Task inputs: Begin
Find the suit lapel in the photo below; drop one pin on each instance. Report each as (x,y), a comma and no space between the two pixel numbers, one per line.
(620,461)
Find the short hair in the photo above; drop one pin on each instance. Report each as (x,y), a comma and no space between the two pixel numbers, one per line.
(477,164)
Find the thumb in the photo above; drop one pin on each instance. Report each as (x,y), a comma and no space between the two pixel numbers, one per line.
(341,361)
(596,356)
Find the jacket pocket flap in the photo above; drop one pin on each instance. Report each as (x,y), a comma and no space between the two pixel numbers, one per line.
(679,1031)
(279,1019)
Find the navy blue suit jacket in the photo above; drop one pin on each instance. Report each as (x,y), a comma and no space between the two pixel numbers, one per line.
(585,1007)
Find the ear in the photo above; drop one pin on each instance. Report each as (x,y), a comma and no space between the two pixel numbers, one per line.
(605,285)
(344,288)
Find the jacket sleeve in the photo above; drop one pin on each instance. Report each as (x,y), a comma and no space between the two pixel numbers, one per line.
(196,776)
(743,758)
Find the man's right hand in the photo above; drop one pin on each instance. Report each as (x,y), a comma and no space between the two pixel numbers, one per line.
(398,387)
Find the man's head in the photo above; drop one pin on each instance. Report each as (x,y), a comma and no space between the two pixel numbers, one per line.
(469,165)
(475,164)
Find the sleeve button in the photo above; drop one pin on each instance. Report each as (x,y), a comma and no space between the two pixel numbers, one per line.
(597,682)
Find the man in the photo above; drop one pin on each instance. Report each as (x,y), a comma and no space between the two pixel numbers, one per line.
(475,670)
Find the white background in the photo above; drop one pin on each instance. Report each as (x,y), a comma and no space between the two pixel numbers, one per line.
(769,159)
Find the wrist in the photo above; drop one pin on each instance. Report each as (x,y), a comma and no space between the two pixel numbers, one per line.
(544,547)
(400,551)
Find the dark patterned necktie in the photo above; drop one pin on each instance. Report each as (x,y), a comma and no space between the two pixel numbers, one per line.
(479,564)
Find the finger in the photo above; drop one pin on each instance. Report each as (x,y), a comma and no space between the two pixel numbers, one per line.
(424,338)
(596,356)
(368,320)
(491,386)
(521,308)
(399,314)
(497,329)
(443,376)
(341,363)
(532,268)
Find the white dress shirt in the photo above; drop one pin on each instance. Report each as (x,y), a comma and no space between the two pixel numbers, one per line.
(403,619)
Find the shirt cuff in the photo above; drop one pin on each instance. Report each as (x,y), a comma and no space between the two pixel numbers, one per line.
Task inputs: End
● **Goal of the exercise**: What is needed is a word-for-word copy of all the material.

● **Result of this task**:
Find the suit lapel in the photo below; drop one pin on each instance. Report each as (x,y), a comma and no space between the two pixel numbers, one per line.
(620,461)
Find the short hair in the photo above; drop one pin on each instance. Report each as (x,y), a comma and no space between the two pixel numbers, one per line.
(477,164)
Find the thumb in the photo above; drop one pin on each instance. Report each as (x,y), a comma and no space between the two pixel numbers, one per line.
(341,361)
(596,356)
Find the jacket pocket flap in the photo above; drop one pin on each instance. Report each as (x,y), a comma and no space between the two pixel numbers, one per line.
(679,1031)
(279,1019)
Find the navy blue suit jacket in the photo above; drop one pin on each instance. Report each as (x,y), a comma and no space between the two pixel numbers, one per line.
(585,1007)
Find the ear in the photo above; drop one pin on each instance. Report each as (x,y), a comma and no space between the two pixel numbers, one per line.
(605,285)
(344,288)
Find the jacket sleeve in the photo above; drop one pin on each instance. Report each as (x,y), a comma and no space between the two pixel numbers, one per line.
(196,776)
(743,758)
Find the man's right hand in the photo above; drop one pin on each instance. Report each as (x,y), a comma and no space between the two pixel numbers, one per line.
(398,387)
Find the man's head in the photo above; drop one pin on each instance. Report each as (x,y), a comma and no space between the two pixel numbers, one per line.
(469,165)
(475,164)
Find the sleeve button in the photo above; drop one pin on each instance. Report each as (x,y), a comma and no space between the two pixel numbers, one per line.
(597,682)
Find the man in the photo above; drop one pin on each instance. Report each as (x,y), a comma and no space between the two pixel numbers, one per line.
(475,670)
Find the white background in the photo above; drop one pin on each instance. Report each as (x,y), a comma and no space between the two pixel numbers, one per line.
(769,159)
Find the wrist in the photo above; drop one pin on each instance. Report each as (x,y), a comma and no space between the two pixel numbers, one per line.
(544,547)
(400,551)
Find the dark patterned necktie in the photo above; drop one pin on each instance. Report each as (x,y), a comma and no space between the two pixel numbers, one per line.
(479,564)
Find the finger in the photo above; drop one pin on each instance. Report each as (x,y), a comma and no space between the two pixel numbers, one per line.
(424,338)
(596,356)
(368,320)
(491,386)
(521,308)
(399,314)
(497,329)
(443,376)
(341,363)
(532,268)
Find the white dress shirt in the photo above; drop one pin on each instance. Report each as (x,y), a comma and no space between the two pixel numbers, one per line.
(403,619)
Find the shirt cuff in the photo above; drop one pin on each instance. Report each as (x,y), a comma and no space between the two pixel numbers, one per line.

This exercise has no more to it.